RECORDS SHOWN: Begin

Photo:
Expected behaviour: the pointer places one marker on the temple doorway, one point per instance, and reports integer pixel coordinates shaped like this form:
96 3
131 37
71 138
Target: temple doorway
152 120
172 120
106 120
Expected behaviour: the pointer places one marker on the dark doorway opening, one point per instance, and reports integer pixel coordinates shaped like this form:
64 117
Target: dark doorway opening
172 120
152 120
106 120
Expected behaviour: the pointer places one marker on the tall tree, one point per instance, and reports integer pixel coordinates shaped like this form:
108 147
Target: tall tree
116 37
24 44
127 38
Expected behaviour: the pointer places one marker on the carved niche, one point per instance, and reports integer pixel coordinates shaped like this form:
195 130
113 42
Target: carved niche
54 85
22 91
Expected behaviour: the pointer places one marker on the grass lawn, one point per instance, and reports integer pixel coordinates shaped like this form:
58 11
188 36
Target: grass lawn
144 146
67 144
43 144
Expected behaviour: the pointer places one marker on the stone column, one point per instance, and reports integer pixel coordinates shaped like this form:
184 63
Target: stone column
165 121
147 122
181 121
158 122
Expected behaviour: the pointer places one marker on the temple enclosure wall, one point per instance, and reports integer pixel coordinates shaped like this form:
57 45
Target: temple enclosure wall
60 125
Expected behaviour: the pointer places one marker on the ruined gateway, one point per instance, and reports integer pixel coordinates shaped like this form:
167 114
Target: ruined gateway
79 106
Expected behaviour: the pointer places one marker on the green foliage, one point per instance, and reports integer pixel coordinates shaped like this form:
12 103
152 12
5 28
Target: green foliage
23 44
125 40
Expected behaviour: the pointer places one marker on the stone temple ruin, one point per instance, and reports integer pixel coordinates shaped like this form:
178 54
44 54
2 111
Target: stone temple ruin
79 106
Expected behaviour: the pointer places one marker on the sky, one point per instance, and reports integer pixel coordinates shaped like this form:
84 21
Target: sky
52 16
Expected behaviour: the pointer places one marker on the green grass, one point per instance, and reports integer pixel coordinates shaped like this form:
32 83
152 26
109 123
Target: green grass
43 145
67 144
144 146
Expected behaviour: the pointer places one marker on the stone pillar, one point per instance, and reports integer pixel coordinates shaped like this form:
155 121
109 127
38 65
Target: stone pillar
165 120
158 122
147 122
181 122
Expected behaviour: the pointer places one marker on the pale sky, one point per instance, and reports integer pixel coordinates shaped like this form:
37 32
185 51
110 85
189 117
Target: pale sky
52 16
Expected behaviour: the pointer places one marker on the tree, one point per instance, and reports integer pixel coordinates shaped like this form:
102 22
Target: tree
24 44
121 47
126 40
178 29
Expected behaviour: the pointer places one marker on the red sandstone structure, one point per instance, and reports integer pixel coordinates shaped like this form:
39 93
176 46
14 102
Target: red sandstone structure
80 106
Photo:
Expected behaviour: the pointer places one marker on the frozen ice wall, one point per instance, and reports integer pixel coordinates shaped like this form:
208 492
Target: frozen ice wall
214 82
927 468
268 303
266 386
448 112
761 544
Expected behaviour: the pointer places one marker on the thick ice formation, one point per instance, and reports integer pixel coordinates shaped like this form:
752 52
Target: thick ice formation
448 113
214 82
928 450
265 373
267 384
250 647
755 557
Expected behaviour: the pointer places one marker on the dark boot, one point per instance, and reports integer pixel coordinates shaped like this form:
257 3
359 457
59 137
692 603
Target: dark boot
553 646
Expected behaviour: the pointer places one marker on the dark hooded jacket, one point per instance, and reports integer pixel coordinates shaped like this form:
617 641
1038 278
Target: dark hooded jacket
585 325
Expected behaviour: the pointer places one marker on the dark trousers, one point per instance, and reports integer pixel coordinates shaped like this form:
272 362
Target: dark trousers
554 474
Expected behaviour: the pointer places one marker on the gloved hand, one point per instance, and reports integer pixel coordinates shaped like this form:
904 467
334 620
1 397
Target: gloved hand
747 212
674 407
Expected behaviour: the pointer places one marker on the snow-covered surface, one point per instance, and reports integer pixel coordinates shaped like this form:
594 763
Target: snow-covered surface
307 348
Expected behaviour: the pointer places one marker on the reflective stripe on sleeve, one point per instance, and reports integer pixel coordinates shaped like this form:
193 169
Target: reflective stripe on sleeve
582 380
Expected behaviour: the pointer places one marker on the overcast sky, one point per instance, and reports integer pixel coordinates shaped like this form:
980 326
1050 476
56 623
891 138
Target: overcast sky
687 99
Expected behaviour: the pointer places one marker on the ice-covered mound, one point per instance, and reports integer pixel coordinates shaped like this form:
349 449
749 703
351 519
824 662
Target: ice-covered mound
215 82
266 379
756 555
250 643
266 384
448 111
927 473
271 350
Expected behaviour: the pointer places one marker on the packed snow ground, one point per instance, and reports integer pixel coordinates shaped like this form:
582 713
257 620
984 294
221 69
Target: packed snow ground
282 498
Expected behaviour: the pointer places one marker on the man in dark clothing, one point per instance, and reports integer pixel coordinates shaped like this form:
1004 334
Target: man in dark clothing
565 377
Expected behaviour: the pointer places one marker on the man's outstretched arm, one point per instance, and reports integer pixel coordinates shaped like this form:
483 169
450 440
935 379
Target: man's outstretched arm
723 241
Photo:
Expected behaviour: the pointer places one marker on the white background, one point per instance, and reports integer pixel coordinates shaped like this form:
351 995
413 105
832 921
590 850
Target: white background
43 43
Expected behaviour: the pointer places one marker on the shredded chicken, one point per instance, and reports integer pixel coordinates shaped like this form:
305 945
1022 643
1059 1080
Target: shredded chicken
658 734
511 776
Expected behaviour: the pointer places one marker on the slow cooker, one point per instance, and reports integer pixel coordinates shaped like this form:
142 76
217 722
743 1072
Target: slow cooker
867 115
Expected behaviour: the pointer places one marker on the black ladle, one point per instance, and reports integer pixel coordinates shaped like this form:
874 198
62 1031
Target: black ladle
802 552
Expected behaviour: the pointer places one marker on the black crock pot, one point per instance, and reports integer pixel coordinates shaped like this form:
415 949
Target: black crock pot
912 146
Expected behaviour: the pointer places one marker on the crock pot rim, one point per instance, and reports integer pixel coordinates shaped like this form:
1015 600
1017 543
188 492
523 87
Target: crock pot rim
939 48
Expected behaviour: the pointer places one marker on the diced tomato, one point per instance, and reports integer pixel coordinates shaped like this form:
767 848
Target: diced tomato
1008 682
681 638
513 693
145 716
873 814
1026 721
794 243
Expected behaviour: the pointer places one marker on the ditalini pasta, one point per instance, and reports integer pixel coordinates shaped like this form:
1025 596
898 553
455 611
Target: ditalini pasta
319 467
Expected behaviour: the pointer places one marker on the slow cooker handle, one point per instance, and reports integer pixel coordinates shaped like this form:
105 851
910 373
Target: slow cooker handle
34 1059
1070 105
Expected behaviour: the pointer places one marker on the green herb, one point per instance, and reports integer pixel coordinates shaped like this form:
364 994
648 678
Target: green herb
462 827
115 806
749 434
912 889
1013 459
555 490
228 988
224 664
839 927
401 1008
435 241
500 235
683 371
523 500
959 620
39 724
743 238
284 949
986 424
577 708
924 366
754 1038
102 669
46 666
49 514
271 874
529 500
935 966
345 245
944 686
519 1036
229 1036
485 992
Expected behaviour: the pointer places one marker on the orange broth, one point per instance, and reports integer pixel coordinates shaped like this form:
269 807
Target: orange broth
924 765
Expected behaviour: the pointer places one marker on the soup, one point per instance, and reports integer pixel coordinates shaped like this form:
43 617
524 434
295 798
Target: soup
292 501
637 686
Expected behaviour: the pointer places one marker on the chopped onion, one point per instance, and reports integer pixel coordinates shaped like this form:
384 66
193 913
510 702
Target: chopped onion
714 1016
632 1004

RECORDS SHOWN: End

TASK BRIEF>
Could you write out the full data verbatim?

THE COMPLETED TASK>
Photo:
Expected behaviour: the pointer places one marker on the temple doorway, one point per instance, and reports integer pixel coordinates shaped like this form:
96 3
131 37
71 138
Target: temple doorway
152 120
172 120
106 120
Expected behaviour: the pointer places one marker on the dark doorway opening, one point per instance, and reports integer pixel coordinates shaped like this form:
64 117
Target: dark doorway opening
172 120
152 120
106 120
Expected behaviour: the pointer places one marker on the tall tree, one point per instance, and reports integer pixel coordinates shaped like this form:
108 147
Target: tall tree
116 37
24 44
127 38
Expected behaviour: the pointer places one marker on the carved niche, one point per instance, and reports integer pixel coordinates shaped like this form:
195 130
113 42
Target: carved niche
54 85
22 91
Expected behaviour: the pointer places one marker on the grass lawn, one point per instance, and reports integer pixel coordinates shaped like this form:
58 11
188 36
Target: grass lawn
144 146
67 144
43 144
Expected behaviour: the pointer places one marker on the stone column, one point per instance, and reports integer pixel coordinates shaped like this form:
184 63
Target: stone column
165 121
147 122
181 121
158 122
Expected behaviour: the pointer places one marker on the temple enclosure wall, one point per instance, and reports integer pixel coordinates shaped like this form:
57 45
Target: temple enclosure wall
60 125
Expected behaviour: the pointer places one marker on the ruined gateway, one point per instance, and reports integer pixel coordinates shaped like this form:
167 114
Target: ruined gateway
79 106
Expected behaviour: the pointer places one marker on the green foliage, one point per instance, and reports integer pixel coordinates shaped like this form:
12 103
152 12
5 28
Target: green foliage
23 44
125 40
Expected behaviour: the pointer places one marker on the stone temple ruin, one point per instance, and reports integer pixel coordinates shaped like this form:
178 54
44 54
2 111
Target: stone temple ruin
79 106
Expected behaviour: the pointer places one marker on the sky, one point per instance, and reports integer pixel coordinates shaped like this form:
84 21
Target: sky
52 16
Expected behaviour: the pointer places one marker on the green grass, one point per instance, and reports integer pixel coordinates shaped like this form:
32 83
152 26
109 123
Target: green grass
43 145
67 144
144 146
Expected behaviour: the pointer places one marker on the stone pillar, one point per instance, and reports integer pixel coordinates shaped like this form:
155 121
109 127
38 65
Target: stone pillar
165 120
158 122
147 122
181 122
Expected behaviour: the pointer places one marker on the pale sky, one point per instance, and reports integer pixel coordinates shaped like this form:
37 32
185 51
110 85
189 117
Target: pale sky
52 16
Expected behaviour: the pointer places one marker on the tree, one point per instance, and reports integer pixel coordinates shaped like this form:
102 22
Target: tree
24 44
121 47
126 40
178 29
Expected behaviour: the pointer places one marker on the red sandstone structure, one point per instance, and reports integer pixel coordinates shaped like this form:
39 93
176 46
14 102
Target: red sandstone structure
80 106
Photo:
Expected behaviour: the pointer places one marker on the frozen ice wall, one point per instance, and reports integer pixel coordinates shaped like this form:
208 492
Target: frozen ice wall
214 82
927 468
268 303
266 386
448 112
761 544
Expected behaviour: the pointer places one marker on the thick ice formation, one point per instance, and reports integer pixel coordinates shaped like this form:
752 52
Target: thick ice formation
448 113
214 82
928 450
265 373
267 384
250 647
755 557
Expected behaviour: the pointer places one marker on the dark boot, one point per instance, and reports integer pixel coordinates shaped like this form:
257 3
359 457
59 137
692 603
Target: dark boot
553 646
Expected behaviour: the pointer places one marker on the dark hooded jacket, one point per instance, and reports integer pixel coordinates shaped like this form:
617 641
1038 278
Target: dark hooded jacket
585 325
Expected behaviour: the pointer places one marker on the dark trousers, one point per instance, and reports integer pixel coordinates shaped like this form:
272 362
Target: dark trousers
554 474
Expected behaviour: the pointer places one marker on the gloved hand, one point per instance, and reports integer pixel coordinates shaped like this form:
904 467
334 620
1 397
Target: gloved hand
747 212
674 407
Expected behaviour: the pointer places one marker on the snow-covered surface, one point per instance, and reports integer pixel coordinates shaped like this form:
594 763
Target: snow-covered surface
307 348
Expected behaviour: the pointer places one marker on the reflective stripe on sleeve, one point per instance, and reports integer pixel coordinates shaped like this form:
193 169
Target: reflective stripe on sleeve
582 380
Expected behaviour: the pointer places one marker on the overcast sky, one point per instance, and reports integer pixel coordinates shaped like this form:
980 326
1050 476
56 623
891 138
Target: overcast sky
687 99
Expected behaviour: the pointer places one marker on the ice-covered mound, one point per instance, and reports integer pixel coordinates shaped like this form:
349 449
749 703
351 519
824 662
Target: ice-covered mound
215 82
266 379
756 555
250 643
266 384
448 111
927 473
271 350
Expected behaviour: the pointer places one marker on the packed snow ground, one point per instance, and reports integer pixel coordinates shaped like this form:
582 713
257 620
984 294
221 69
Target: packed snow ground
282 498
Expected behaviour: the pointer places one marker on the man in dark clothing, one point per instance, and reports integer pixel coordinates shaped like this form:
1004 334
Target: man in dark clothing
565 377
Expected behaviour: the pointer places one marker on the man's outstretched arm, one point per instance, and reports integer pixel coordinates shaped like this form:
483 169
450 440
935 379
Target: man's outstretched arm
723 241
Photo:
Expected behaviour: the pointer places one marker on the white background, one point per instance, and reports integer pixel coordinates shaped like this form:
351 995
413 105
832 921
590 850
Target: white background
43 43
Expected behaviour: the pointer places one marker on the shredded chicken, one point per instance, and reports integer pixel coordinates shaped like this form:
305 945
1022 643
1059 1080
Target: shredded chicken
658 734
511 776
Expected behaviour: the pointer places one marker on the slow cooker, one point per instance, and reports integer pixel coordinates shaped like this form:
142 76
217 722
743 1072
Target: slow cooker
867 115
Expected behaviour: the pointer places one marker on the black ladle, one point per instance, and reports integer pixel coordinates shaped like this form:
874 198
62 1031
Target: black ladle
802 552
Expected behaviour: the pointer places one marker on the black crock pot, one point per instance, and reports integer pixel coordinates shaped like this form:
415 949
Target: black crock pot
912 146
Expected behaviour: the pointer places one marker on the crock pot rim, one point per instance, and reports integer pixel coordinates shaped like this form:
1015 600
1017 543
188 492
523 87
Target: crock pot rim
939 48
Expected behaviour: the pointer places one marker on the diced tomato, one point per instance, and reports integer pixel coordinates shaped like this form:
767 848
Target: diced tomato
1008 682
681 638
513 693
145 716
873 814
1026 721
794 243
Expected behaviour: the pointer places one marker on the ditalini pasta, one point per instance, and reports integer pixel coordinates shaped like this form:
1025 596
898 553
455 611
Target: ditalini pasta
319 467
Expected behaviour: the pointer places one marker on the slow cooker handle, one point per instance, and reports integer pixel coordinates shaped like this form:
105 851
910 373
Target: slow cooker handle
34 1059
1070 105
Expected behaviour: the pointer places one marker on the green herb, one point per instance, and reports integer pixel coordinates shaped like this form:
364 994
648 678
Target: green herb
462 827
115 806
749 434
912 889
1013 459
555 490
228 988
224 664
839 927
401 1008
435 241
500 235
683 371
523 500
959 620
39 724
743 238
284 949
986 424
577 708
924 366
754 1038
102 669
46 666
49 514
271 874
529 500
935 966
345 245
944 686
519 1036
229 1036
485 992
Expected behaviour: the pointer places one marker on the orange broth, one point per instance, and reports integer pixel coordinates shaped like this form:
269 807
Target: orange broth
924 765
Expected behaviour: the pointer places one marker on the soup, one point per instance, and reports integer pixel coordinates shaped like this form:
43 617
524 434
295 798
Target: soup
292 501
637 686
Expected behaviour: the pointer places one marker on the chopped onion, one point per instance, and reports integer pixel coordinates shaped like this form:
384 66
193 913
510 702
Target: chopped onion
714 1016
632 1004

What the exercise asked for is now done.